## CONSIGNE 1
Reformulez sous forme de liste le paragraphe du texte qui commence par « Son humanité permet », en gardant ses faits principaux.

## TEXTE

Il donne à voir, brosse des portraits forts. Comme celui de Konrad enfant, les acquis au surnaturel, la malheureuse Stella. Ou encore celui des membres d’une secte, d’un violeur, ou des petites frappes… À plusieurs reprises on quitte Konrad et d’autres personnages prennent la parole ou mènent l’enquête. C’est un roman qui tient en haleine car ce qui semblait difficile à déterminer va se préciser grâce à tous. Et l’opiniâtre Konrad va peu à peu retrouver l’image du puzzle et ainsi, lever de nombreux voiles.

Un récit qui révèle et dénonce 

Son humanité permet de comprendre le malheur qui a frappé Valborg. La jeune femme qui à la suite d’un viol a dû abandonner son enfant. Puis se sachant très malade, elle avait voulu le retrouver. Mais Konrad n’avait pas pris la mesure de l’intensité de sa demande. Il va reconstituer cette pauvre vie, tout entier occupé à réparer sa négligence, voire son indifférence lorsqu’elle lui avait demandé un entretien.

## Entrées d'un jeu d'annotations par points

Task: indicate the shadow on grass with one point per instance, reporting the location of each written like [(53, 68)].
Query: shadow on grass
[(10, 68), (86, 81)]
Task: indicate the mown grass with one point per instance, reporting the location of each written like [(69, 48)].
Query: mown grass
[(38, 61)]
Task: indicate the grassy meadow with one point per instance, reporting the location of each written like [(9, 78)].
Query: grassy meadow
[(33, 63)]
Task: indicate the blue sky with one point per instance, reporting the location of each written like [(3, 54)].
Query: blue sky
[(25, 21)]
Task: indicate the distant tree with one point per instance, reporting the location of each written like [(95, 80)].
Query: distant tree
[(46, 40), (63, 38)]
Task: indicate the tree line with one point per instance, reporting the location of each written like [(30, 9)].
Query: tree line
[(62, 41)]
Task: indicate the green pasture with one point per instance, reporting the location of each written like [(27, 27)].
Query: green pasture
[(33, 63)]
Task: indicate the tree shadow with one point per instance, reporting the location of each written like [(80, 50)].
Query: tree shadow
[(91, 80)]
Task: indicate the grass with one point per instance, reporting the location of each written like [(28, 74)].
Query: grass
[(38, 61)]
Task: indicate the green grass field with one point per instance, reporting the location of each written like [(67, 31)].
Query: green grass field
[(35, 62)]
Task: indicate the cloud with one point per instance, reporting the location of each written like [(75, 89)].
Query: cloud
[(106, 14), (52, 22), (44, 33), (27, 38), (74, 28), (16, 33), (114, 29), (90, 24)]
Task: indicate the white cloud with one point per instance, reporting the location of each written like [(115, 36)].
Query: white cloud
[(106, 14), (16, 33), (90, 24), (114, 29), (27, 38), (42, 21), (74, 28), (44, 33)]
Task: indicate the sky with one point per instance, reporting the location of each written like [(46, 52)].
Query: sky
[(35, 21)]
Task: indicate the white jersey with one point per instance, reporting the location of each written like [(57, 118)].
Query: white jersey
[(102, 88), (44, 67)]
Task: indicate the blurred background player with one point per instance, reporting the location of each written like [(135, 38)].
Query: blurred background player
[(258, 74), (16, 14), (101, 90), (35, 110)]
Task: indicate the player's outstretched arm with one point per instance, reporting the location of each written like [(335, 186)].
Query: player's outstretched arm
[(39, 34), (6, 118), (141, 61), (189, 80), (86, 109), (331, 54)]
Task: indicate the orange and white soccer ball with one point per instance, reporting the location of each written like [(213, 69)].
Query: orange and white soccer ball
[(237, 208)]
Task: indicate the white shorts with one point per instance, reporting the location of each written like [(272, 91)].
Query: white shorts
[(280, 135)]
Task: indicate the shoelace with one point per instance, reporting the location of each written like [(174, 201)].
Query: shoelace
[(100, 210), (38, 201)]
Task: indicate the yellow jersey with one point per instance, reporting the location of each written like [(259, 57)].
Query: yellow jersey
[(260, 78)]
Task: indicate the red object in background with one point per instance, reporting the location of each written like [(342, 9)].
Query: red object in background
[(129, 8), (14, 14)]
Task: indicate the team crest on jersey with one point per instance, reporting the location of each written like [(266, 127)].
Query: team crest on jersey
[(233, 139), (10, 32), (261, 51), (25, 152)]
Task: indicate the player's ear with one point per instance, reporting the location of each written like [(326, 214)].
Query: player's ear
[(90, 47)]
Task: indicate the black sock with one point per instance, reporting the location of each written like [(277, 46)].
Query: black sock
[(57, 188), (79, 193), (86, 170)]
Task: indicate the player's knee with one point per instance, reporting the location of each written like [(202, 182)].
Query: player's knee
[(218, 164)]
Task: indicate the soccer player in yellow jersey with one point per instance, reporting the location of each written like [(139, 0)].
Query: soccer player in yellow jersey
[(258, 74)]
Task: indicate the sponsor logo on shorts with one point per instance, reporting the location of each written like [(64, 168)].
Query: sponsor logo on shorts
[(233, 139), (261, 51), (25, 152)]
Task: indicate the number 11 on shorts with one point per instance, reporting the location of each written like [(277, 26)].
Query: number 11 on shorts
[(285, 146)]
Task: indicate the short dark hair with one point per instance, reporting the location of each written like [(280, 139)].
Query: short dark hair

## CONSIGNE 2
Repérez chaque ligne des entrées qui contient le mot « outstretched », en tenant compte de la casse.

## CORRIGÉ 1
- Une humanité qui permet de comprendre le malheur qui a frappé Valborg.
- À la suite d'un viol, la jeune femme a dû abandonner son enfant.
- Se sachant très malade, elle a ensuite voulu le retrouver.
- Konrad n'avait pas pris la mesure de l'intensité de sa demande.
- Il va reconstituer sa vie, tout occupé à réparer sa négligence, voire son indifférence lorsqu'elle lui avait demandé un entretien.

## CORRIGÉ 2
Task: indicate the player's outstretched arm with one point per instance, reporting the location of each written like [(335, 186)].
Query: player's outstretched arm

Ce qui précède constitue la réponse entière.